Aim of the exercise: Find every line in the records below that holds the word "instance", and copy it out.

*** Supplied data Section Begins ***

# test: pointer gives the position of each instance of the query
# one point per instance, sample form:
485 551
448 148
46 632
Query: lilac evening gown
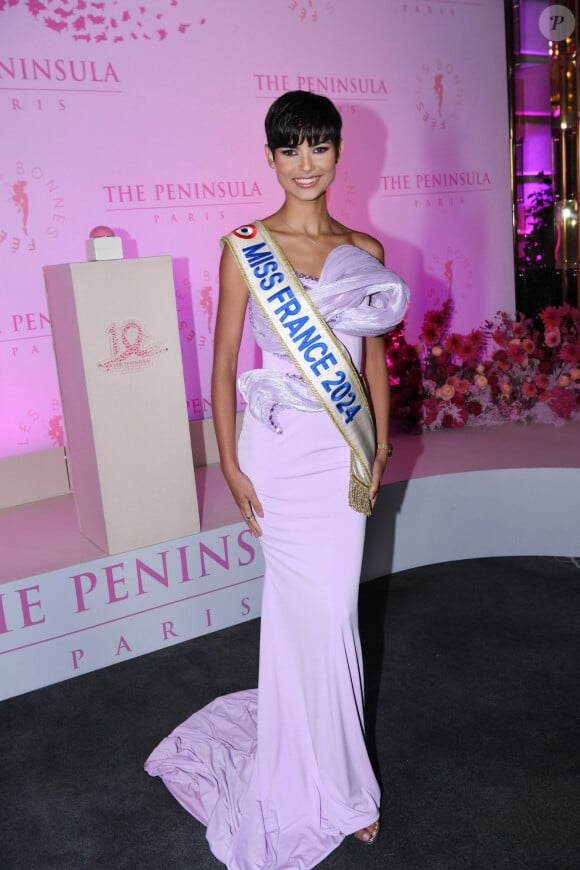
280 774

*** Supplied data Section Ends ***

Expected answer:
# test: pointer gives the position of each instance of the query
# one point per instance, sample form:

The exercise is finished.